Bild: Die berühmteste Scheidung auf iranische Art: der Shah von Persien und se…
taz: Herr Rohe, das Oberlandesgericht Hamm hat jüngst einen Deutschiraner
aus Siegen dazu verurteilt, seiner Exfrau eine „Brautgabe“ im Gegenwert von
800 Goldmünzen zu zahlen; dazu hatte er sich bei der Heirat im Iran
verpflichtet. Das klingt doch nach 1.001 Nacht, oder?
Mathias Rohe: Nein, das ist juristischer Alltag bei uns. In Deutschland
leben 100.000 Iraner, da lassen sich immer wieder welche scheiden.
Die „Brautgabe“ ist im iranischen Familienrecht festgeschrieben, das auf
dem islamischen Recht der Scharia gründet. Warum wird dieses Recht in
Deutschland angewandt?
Dass wir hier iranisches Recht anwenden, ist unsere eigene Entscheidung und
geht auf das deutsch-iranische Niederlassungsabkommen von 1929 zurück. Er
gilt auch umgekehrt: Iranische Gerichte wenden bei deutschen Paaren deshalb
auch deutsches Recht an.
Warum gilt für sie nicht das deutsche Scheidungsrecht, wenn beide Partner
inzwischen Deutsche sind?
Es kommt darauf an, als was man ihre Regelung betrachtet. Wenn man darin
einen schlichten Ehevertrag sieht, ist das Recht maßgeblich, das zum
Zeitpunkt des Vertragsschlusses galt. Vertrag ist Vertrag, das ist ein
weltweit anerkanntes Prinzip.
Verstößt es nicht gegen die guten Sitten hierzulande, die Ehe mit einer
finanziellen Verpflichtung zu verbinden?
Wenn es eine Art Kaufpreis für die Braut gewesen wäre, dann wäre das in der
Tat sittenwidrig. Aspekte fremden Rechts, die unseren Wertvorstellungen
widersprechen, müssen wir nicht übernehmen, dafür sorgt der sogenannte
ordre public.

### Aufgabe 1
Wie viele Iraner leben laut dem Interview zur Brautgabe in Deutschland?
### Aufgabe 2
Gib einen Abschnitt aus dem Interview zur Brautgabe wortgetreu wieder. Beginne bei den Worten „Es kommt darauf“ und höre nach „ordre public.“ auf.
### Aufgabe 3
Setze das Interview zur Brautgabe im iranischen Familienrecht nach seinem letzten Satz fort.
Das Material steht in keinem Zusammenhang mit dem Interview zur Brautgabe.

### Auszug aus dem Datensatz

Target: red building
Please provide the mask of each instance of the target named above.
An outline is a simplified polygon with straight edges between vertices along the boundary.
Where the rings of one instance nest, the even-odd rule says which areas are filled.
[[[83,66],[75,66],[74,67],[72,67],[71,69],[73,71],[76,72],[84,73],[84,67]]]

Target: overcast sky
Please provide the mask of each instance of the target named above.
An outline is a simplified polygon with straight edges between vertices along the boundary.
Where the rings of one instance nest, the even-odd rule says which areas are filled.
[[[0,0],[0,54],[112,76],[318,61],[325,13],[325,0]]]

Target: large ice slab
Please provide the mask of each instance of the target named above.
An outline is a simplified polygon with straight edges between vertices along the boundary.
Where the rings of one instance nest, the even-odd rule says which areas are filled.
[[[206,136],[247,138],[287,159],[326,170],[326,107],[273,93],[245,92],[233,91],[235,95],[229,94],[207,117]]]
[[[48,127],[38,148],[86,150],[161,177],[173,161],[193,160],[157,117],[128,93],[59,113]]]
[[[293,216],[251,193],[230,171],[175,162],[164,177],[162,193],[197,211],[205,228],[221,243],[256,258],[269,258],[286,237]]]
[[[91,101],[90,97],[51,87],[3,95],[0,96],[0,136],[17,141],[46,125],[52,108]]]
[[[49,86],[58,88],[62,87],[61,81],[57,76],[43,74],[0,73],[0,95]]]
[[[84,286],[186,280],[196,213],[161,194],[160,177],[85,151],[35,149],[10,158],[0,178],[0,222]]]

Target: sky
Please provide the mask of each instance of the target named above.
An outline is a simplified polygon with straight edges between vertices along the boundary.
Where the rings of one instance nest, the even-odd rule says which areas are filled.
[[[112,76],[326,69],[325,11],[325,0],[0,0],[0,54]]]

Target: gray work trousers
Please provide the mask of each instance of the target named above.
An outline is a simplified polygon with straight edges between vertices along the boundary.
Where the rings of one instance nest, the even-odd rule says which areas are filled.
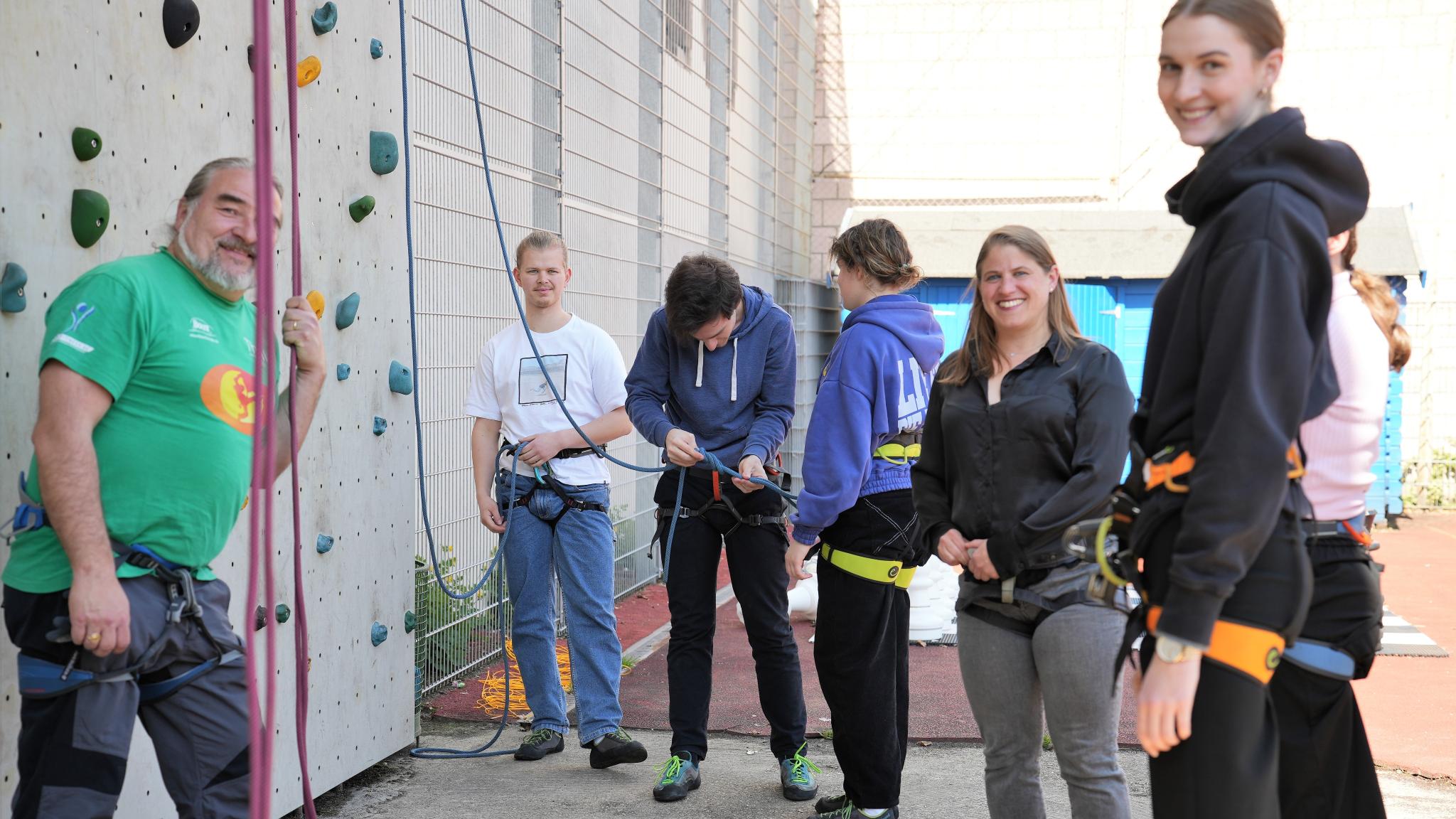
[[[1095,565],[1053,568],[1028,589],[1057,597],[1096,573]],[[1022,622],[1041,614],[1028,603],[977,603]],[[1044,819],[1041,718],[1067,783],[1076,819],[1127,819],[1127,780],[1117,762],[1121,681],[1112,666],[1127,615],[1077,603],[1048,616],[1031,637],[961,612],[957,618],[961,679],[986,742],[986,802],[992,819]]]
[[[76,667],[105,675],[135,665],[162,643],[141,679],[166,679],[215,656],[217,648],[192,618],[169,624],[167,586],[157,577],[121,581],[131,602],[131,646],[125,654],[96,657],[82,651]],[[224,650],[243,641],[227,621],[227,586],[199,581],[197,600],[213,638]],[[32,595],[6,586],[4,621],[22,653],[66,663],[76,646],[55,644],[45,632],[68,615],[68,592]],[[10,803],[15,819],[106,819],[116,812],[127,774],[131,732],[141,724],[157,749],[167,793],[181,819],[248,818],[248,683],[240,660],[218,666],[175,694],[141,702],[135,681],[86,685],[54,698],[20,701],[19,784]]]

### Antwort 1
In Deutschland leben 100.000 Iraner.

### Antwort 2
Es kommt darauf an, als was man ihre Regelung betrachtet. Wenn man darin
einen schlichten Ehevertrag sieht, ist das Recht maßgeblich, das zum
Zeitpunkt des Vertragsschlusses galt. Vertrag ist Vertrag, das ist ein
weltweit anerkanntes Prinzip.
Verstößt es nicht gegen die guten Sitten hierzulande, die Ehe mit einer
finanziellen Verpflichtung zu verbinden?
Wenn es eine Art Kaufpreis für die Braut gewesen wäre, dann wäre das in der
Tat sittenwidrig. Aspekte fremden Rechts, die unseren Wertvorstellungen
widersprechen, müssen wir nicht übernehmen, dafür sorgt der sogenannte
ordre public.

### Antwort 3
Aber ein Vertrag, der die Absicherung der Frau nach einer Scheidung regelt,
korrespondiert mit deutschen Wertmaßstäben und verletzt die Würde der Frau
nicht. Er wäre auch nach deutschem Recht möglich – etwa wenn ein
Unternehmer im Fall einer Scheidung seiner Ehefrau lieber eine Abfindung
zahlen will, als ihr Anteile an seiner Firma zu überlassen.
Welche Rolle spielt die Brautgabe im iranischen Recht?
Diese Klausel ist für die Ehefrau die einzige Möglichkeit einer
finanziellen Absicherung im Fall einer Scheidung. Im Iran ersetzt diese
Klausel das nacheheliche Unterhaltsrecht. Nach der Ehescheidung ist der
Mann meist nur verpflichtet, für drei Monate Unterhalt zu zahlen. Danach
muss die Frau selbst sehen, wie sie über die Runden kommt.
Und in Deutschland?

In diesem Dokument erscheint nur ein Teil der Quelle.